### Problem
Copy out every line of the records below that contains the string "this", matching case exactly.

### Input rows
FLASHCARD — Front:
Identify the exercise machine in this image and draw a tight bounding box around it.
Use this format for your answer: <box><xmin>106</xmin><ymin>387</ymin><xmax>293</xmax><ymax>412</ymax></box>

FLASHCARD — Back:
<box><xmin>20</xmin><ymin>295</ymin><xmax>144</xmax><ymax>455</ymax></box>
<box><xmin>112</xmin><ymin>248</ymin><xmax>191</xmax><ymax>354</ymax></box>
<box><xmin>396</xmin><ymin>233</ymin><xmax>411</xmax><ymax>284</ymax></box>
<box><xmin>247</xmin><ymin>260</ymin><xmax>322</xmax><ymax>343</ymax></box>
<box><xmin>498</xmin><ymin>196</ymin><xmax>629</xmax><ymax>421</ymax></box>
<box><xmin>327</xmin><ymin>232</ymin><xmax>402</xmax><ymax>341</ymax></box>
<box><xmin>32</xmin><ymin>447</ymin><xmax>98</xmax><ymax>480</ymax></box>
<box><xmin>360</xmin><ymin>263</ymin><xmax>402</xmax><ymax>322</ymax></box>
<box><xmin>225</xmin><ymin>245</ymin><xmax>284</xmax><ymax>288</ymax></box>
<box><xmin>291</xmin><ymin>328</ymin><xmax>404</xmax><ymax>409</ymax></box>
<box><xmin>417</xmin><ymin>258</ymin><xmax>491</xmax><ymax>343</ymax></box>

### Result of the task
Identify the exercise machine in this image and draw a tight bounding box around it.
Use this format for your answer: <box><xmin>106</xmin><ymin>387</ymin><xmax>293</xmax><ymax>412</ymax></box>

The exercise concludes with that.